* [Selected excerpt]
Herbert Fernando

Personal information
- Full name: Herbert Innocent Kingsley Fernando
- Born: 4 January 1933 (age 93) Jaffna, Ceylon
- Batting: Right-handed
- Role: Wicket-keeper

Career statistics
| Competition | First-class |
| Matches | 36 |
| Runs scored | 1027 |
| Batting average | 18.67 |
| 100s/50s | 1/3 |
| Top score | 102* |
| Balls bowled | 0 |
| Wickets | – |
| Bowling average | – |
| 5 wickets in innings | – |
| 10 wickets in match | – |
| Best bowling | – |
| Catches/stumpings | 71/29 |
- Source: CricketArchive, 22 February 2017

= Herbert Fernando =

Herbert Innocent Kingsley Fernando (born 4 January 1933) is a former cricketer who was Ceylon's principal wicket-keeper from 1953 to 1970. He was also a doctor and a brigadier in the Sri Lanka Army.

* [Problem 1] Translate this sentence from the Herbert Fernando profile into Spanish: "He was also a doctor and a brigadier in the Sri Lanka Army."
* [Problem 2] In the Herbert Fernando profile, write out everything from "Herbert Innocent Kingsley Fernando (born" down to "Sri Lanka Army.", word for word.
The material that comes next is not needed for anything here.

* [The data]
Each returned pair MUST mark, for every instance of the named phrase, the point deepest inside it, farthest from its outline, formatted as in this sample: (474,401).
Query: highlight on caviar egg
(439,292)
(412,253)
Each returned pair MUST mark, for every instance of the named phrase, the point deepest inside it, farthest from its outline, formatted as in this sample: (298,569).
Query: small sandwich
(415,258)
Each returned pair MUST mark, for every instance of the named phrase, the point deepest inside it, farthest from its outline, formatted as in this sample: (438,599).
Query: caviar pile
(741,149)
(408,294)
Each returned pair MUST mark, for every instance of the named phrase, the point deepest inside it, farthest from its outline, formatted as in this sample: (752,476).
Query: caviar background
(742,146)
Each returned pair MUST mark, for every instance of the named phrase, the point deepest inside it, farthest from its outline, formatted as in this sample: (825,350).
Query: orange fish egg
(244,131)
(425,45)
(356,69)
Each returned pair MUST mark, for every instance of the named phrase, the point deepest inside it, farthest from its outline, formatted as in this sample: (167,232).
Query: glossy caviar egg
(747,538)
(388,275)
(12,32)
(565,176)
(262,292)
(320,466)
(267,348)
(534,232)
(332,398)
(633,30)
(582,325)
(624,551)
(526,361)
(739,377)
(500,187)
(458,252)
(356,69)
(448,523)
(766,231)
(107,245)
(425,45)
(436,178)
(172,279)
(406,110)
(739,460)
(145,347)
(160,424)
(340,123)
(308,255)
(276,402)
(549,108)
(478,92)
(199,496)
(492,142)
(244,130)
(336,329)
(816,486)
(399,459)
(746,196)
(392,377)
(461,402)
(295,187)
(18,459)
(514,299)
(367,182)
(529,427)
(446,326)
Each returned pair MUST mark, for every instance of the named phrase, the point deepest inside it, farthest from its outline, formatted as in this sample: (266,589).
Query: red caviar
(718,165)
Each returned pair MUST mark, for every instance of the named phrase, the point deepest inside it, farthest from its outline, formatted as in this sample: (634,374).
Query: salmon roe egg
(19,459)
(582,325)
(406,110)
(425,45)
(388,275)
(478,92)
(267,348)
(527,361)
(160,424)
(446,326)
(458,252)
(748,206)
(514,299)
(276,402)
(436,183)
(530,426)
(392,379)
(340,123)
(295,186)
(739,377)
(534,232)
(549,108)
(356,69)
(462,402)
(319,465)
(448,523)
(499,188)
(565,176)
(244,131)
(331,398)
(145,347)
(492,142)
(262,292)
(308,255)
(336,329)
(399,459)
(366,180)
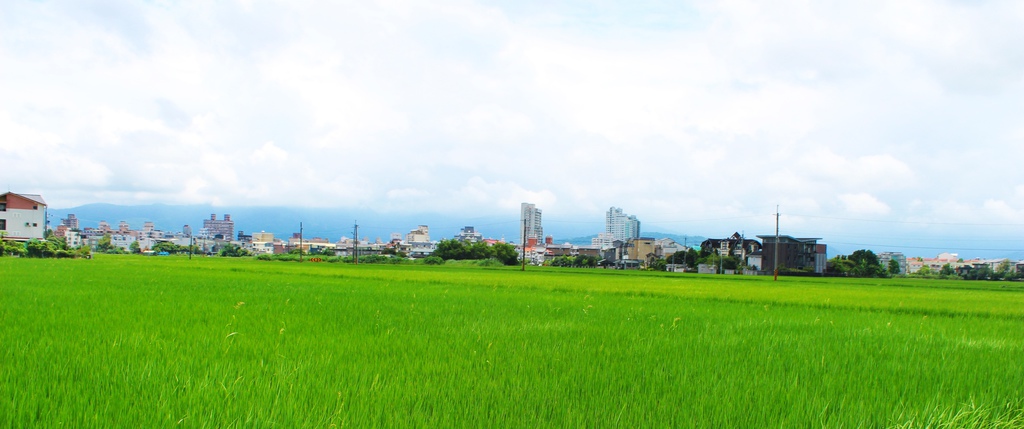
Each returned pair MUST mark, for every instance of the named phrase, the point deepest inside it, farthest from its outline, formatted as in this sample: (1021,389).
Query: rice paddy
(216,342)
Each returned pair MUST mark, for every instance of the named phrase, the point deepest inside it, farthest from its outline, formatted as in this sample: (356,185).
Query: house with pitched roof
(23,216)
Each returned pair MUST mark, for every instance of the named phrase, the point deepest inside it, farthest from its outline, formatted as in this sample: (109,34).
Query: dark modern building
(804,254)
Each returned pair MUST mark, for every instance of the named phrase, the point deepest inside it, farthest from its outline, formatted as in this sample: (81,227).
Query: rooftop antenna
(775,258)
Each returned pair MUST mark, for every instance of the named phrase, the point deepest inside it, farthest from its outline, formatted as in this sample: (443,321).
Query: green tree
(105,245)
(691,258)
(841,265)
(451,249)
(865,264)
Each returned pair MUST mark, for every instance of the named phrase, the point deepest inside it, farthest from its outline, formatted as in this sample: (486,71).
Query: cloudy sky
(869,124)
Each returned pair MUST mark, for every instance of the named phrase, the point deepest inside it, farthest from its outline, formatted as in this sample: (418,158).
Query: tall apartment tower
(530,219)
(214,227)
(621,225)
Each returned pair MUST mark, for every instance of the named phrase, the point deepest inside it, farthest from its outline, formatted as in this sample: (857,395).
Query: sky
(870,124)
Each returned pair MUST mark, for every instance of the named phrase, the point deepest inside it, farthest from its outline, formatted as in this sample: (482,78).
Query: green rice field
(130,341)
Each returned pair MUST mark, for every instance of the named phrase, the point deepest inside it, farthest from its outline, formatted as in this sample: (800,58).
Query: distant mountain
(283,221)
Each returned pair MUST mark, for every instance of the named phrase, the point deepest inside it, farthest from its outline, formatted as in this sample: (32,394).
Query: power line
(912,222)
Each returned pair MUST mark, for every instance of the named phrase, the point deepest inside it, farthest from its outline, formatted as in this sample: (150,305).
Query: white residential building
(420,234)
(23,216)
(530,219)
(621,225)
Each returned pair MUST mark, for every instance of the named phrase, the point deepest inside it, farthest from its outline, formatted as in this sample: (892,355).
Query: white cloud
(863,204)
(674,111)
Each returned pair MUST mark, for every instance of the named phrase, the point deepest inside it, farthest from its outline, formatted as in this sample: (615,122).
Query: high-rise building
(621,225)
(530,219)
(214,227)
(71,222)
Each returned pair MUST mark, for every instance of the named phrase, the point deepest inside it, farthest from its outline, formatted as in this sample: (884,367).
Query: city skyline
(869,124)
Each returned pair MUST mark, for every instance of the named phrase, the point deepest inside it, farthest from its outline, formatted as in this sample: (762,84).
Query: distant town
(621,245)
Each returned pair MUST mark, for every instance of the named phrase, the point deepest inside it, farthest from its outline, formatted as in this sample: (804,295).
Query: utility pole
(523,244)
(775,258)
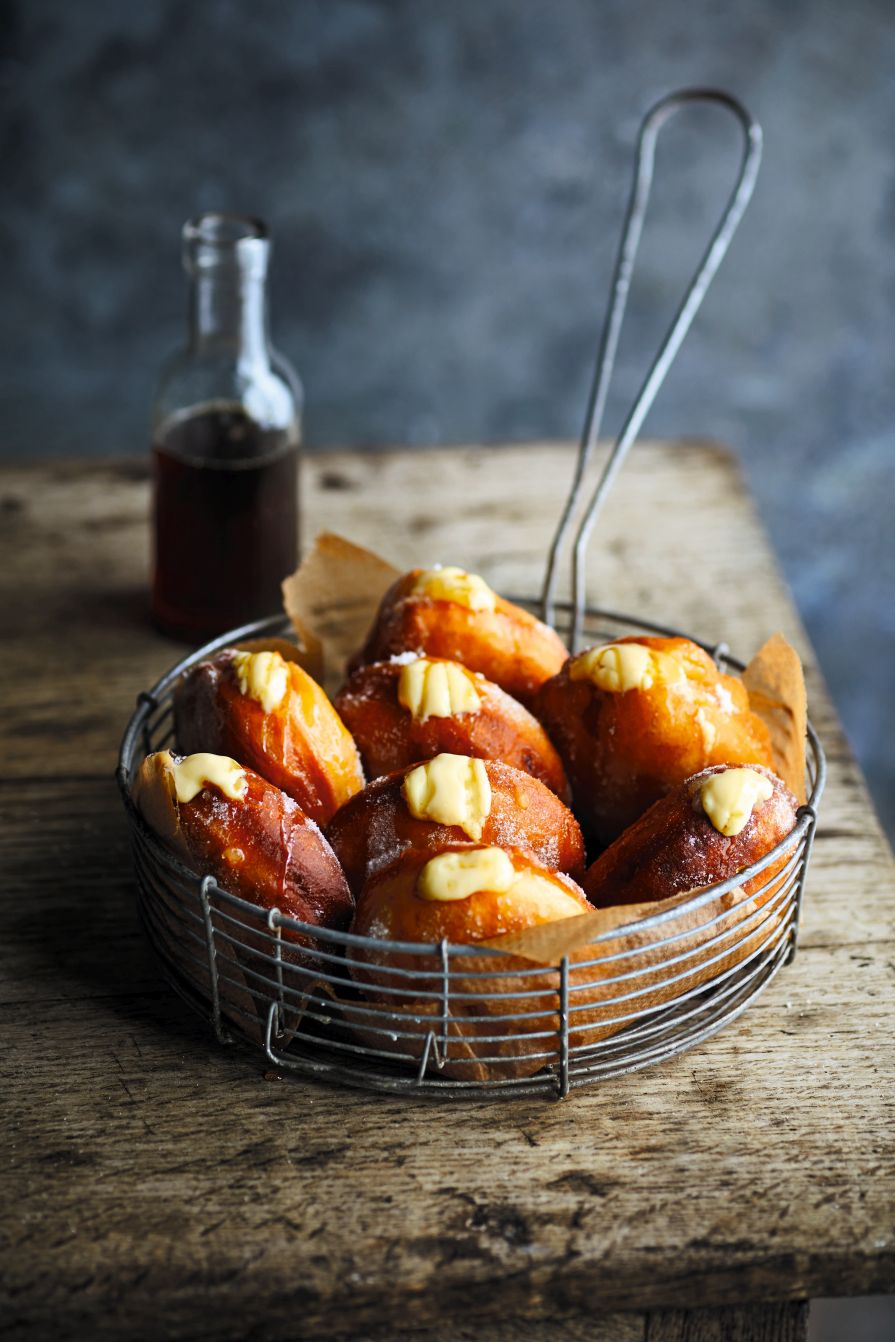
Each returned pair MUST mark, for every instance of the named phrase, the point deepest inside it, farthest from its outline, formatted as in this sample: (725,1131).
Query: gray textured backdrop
(446,184)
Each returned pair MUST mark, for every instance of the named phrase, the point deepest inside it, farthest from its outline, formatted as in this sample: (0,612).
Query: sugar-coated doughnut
(450,613)
(636,717)
(454,800)
(705,831)
(413,707)
(273,717)
(227,821)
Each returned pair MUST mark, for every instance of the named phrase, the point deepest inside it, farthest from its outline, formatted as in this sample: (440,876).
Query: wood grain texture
(758,1323)
(161,1185)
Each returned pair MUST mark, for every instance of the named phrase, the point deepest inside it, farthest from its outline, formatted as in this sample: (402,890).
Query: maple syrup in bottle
(226,444)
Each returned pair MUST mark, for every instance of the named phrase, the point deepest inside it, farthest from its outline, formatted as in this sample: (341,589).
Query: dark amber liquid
(226,521)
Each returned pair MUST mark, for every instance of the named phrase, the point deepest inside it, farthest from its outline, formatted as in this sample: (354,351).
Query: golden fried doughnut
(227,821)
(636,717)
(706,830)
(464,894)
(415,707)
(454,615)
(454,800)
(271,715)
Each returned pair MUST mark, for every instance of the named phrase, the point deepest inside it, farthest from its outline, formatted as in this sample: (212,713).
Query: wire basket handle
(713,256)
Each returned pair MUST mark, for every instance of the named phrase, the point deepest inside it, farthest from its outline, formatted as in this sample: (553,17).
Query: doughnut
(273,717)
(463,893)
(227,821)
(452,800)
(450,613)
(705,831)
(634,718)
(413,707)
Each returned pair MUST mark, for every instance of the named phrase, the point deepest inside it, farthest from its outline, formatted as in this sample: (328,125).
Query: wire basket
(447,1019)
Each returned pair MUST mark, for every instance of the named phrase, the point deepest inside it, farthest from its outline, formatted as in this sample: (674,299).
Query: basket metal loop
(687,309)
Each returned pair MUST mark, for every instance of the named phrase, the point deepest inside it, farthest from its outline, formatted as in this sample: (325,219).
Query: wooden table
(160,1185)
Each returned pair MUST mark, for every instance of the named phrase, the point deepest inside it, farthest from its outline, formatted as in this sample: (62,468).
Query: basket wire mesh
(446,1019)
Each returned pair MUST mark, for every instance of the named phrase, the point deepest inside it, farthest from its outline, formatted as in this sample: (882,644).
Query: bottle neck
(228,316)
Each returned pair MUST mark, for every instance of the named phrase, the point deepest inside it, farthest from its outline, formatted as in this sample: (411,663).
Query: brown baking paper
(333,596)
(776,685)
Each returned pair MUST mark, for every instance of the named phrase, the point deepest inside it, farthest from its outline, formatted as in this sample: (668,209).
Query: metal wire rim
(443,1020)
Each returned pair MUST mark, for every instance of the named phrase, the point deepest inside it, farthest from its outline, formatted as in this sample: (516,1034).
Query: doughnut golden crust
(250,836)
(487,1036)
(632,719)
(399,903)
(400,711)
(676,846)
(478,628)
(271,715)
(376,827)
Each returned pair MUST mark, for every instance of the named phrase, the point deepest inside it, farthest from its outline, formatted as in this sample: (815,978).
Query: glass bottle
(226,443)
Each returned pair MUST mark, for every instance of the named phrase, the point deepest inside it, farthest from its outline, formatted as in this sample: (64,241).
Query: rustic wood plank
(756,1323)
(161,1185)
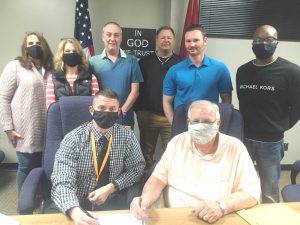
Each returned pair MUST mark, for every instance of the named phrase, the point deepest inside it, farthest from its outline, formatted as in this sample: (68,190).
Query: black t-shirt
(269,98)
(154,71)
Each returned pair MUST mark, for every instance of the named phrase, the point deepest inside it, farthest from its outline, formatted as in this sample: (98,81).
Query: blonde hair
(58,59)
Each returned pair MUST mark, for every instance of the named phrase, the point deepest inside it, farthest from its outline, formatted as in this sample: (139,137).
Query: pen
(87,213)
(140,203)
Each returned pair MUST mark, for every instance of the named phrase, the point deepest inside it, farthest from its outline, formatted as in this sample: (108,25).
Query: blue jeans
(267,156)
(27,162)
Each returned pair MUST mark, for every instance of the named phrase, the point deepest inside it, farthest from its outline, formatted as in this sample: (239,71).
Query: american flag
(82,30)
(192,17)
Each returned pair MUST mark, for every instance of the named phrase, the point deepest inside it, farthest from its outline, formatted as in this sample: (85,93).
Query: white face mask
(202,133)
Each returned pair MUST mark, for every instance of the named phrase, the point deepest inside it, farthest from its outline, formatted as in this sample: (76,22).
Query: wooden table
(157,216)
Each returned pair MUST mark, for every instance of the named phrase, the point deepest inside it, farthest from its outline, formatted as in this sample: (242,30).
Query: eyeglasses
(203,122)
(268,40)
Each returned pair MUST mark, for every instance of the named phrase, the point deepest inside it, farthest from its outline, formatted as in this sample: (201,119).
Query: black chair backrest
(232,122)
(62,117)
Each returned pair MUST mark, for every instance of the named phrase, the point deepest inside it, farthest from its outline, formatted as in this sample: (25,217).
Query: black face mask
(105,119)
(264,51)
(35,51)
(72,59)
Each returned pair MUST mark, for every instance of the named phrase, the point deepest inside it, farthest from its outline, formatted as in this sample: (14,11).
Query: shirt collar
(98,134)
(205,62)
(122,54)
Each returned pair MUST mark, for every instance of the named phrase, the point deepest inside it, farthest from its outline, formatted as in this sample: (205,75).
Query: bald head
(203,111)
(265,31)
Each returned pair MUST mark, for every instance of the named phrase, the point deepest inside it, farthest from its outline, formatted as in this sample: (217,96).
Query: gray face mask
(202,133)
(35,51)
(264,51)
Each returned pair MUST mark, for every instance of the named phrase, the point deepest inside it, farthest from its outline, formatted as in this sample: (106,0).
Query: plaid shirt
(73,176)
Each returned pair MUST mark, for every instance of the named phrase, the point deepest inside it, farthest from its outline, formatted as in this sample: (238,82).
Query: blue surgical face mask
(202,133)
(105,119)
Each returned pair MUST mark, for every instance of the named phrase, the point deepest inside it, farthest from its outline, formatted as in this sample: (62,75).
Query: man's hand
(80,218)
(100,195)
(138,208)
(13,137)
(208,211)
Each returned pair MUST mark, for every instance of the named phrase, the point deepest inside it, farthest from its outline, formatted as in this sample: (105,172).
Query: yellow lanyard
(99,171)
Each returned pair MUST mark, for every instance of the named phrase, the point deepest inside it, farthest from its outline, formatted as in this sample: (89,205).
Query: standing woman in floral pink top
(22,100)
(71,75)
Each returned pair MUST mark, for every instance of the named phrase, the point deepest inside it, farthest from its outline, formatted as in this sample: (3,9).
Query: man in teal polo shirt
(198,77)
(117,71)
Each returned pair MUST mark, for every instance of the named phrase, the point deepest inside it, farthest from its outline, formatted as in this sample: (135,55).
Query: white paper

* [Expected answer 1] También fue médico y brigadier en el Ejército de Sri Lanka.

* [Expected answer 2]
Herbert Innocent Kingsley Fernando (born 4 January 1933) is a former cricketer who was Ceylon's principal wicket-keeper from 1953 to 1970. He was also a doctor and a brigadier in the Sri Lanka Army.